| Directive |
Render the lines below as a Markdown table with two columns, Row and Line, numbering each row and leaving out any blank lines.

::::::::

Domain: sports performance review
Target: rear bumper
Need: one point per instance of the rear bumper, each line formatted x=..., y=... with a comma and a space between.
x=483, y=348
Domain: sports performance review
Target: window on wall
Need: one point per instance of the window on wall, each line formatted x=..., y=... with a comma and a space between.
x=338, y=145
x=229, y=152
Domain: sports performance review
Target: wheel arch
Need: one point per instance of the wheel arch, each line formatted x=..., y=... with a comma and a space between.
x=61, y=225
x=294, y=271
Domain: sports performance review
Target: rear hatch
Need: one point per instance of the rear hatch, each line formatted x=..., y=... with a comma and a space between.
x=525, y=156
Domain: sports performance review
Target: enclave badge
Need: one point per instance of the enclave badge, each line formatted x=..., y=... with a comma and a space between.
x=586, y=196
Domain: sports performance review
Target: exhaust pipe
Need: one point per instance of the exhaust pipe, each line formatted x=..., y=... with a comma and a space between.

::::::::

| Exercise response |
| Row | Line |
|---|---|
| 1 | Domain: sports performance review |
| 2 | Target: rear bumper |
| 3 | Need: one point per instance of the rear bumper, each line formatted x=..., y=... with a comma and a space between. |
| 4 | x=483, y=348 |
| 5 | Domain: sports performance review |
| 6 | Target: window on wall |
| 7 | Need: one point per instance of the window on wall, each line formatted x=..., y=... with a comma and a space between. |
| 8 | x=338, y=145 |
| 9 | x=229, y=152 |
| 10 | Domain: sports performance review |
| 11 | Target: wheel arch |
| 12 | Need: one point per instance of the wheel arch, each line formatted x=..., y=... with a comma and a space between. |
| 13 | x=61, y=225 |
| 14 | x=294, y=271 |
| 15 | Domain: sports performance review |
| 16 | Target: rear hatch |
| 17 | Need: one point per instance of the rear hatch, each line formatted x=..., y=... with a comma and a space between. |
| 18 | x=525, y=156 |
| 19 | Domain: sports performance review |
| 20 | Target: enclave badge |
| 21 | Need: one point per instance of the enclave badge, each line formatted x=..., y=... with a comma and a space between. |
| 22 | x=586, y=196 |
| 23 | Domain: sports performance review |
| 24 | Target: exhaust pipe |
| 25 | Need: one point per instance of the exhaust pipe, each line formatted x=..., y=... with a comma and a space between. |